Set exercise
Locate each line in the rows below that contains the word "position", and copy those lines.

Excerpted data
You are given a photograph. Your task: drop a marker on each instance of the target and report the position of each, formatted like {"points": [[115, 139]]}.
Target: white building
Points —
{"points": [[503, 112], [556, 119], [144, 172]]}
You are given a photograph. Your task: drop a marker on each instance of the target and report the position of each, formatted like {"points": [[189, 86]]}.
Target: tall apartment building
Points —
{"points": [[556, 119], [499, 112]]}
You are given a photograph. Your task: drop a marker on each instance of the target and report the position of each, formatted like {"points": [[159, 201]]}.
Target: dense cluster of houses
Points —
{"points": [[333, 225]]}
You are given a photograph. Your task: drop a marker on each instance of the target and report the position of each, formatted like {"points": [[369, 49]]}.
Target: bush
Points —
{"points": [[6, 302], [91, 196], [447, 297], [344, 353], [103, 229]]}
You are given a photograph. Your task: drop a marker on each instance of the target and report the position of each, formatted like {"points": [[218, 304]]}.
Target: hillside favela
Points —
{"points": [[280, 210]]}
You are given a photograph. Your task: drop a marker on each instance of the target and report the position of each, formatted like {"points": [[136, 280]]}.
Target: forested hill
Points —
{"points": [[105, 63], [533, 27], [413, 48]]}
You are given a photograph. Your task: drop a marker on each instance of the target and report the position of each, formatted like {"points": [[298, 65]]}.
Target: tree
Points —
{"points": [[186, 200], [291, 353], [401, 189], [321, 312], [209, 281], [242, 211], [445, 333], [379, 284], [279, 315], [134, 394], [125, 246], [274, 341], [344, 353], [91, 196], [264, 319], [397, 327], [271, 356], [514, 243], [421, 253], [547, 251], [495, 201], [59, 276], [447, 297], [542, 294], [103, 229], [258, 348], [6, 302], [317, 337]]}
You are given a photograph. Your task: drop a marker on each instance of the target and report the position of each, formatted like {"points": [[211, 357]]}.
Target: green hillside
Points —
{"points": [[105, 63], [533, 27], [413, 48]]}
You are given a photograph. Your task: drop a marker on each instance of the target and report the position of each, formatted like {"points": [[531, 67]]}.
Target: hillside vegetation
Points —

Written reply
You are given a photograph. Your task: drop a marker on each instance of the target and report the position of each, formatted like {"points": [[115, 139]]}.
You are given a photograph. Your task: drop a marker on each instance of the target and report the position of each, formatted like {"points": [[189, 86]]}.
You are given a photograph. Your task: drop a marker on each instance of the target and report the position of each, formatted like {"points": [[159, 201]]}.
You are given a photograph. Your task: drop a marker on each instance of the target and report the position of each, formatted like {"points": [[369, 49]]}.
You are given a photograph. Your task: drop a marker on each instance of the target and report the position of each, formatted like {"points": [[218, 304]]}.
You are given a photograph. Your task: drop a marker on each instance of the target and report the position of each, formatted like {"points": [[136, 280]]}.
You are given a photograph. Your task: drop a marker on each instance of the target and report the position of each, formatted like {"points": [[298, 65]]}.
You are given a photograph. Your task: drop a marker on each instance of the target and report the position of each, formatted like {"points": [[211, 357]]}.
You are given a photograph. Your task: drop a marker on each instance of the target and report the position of each, formatted like {"points": [[531, 67]]}.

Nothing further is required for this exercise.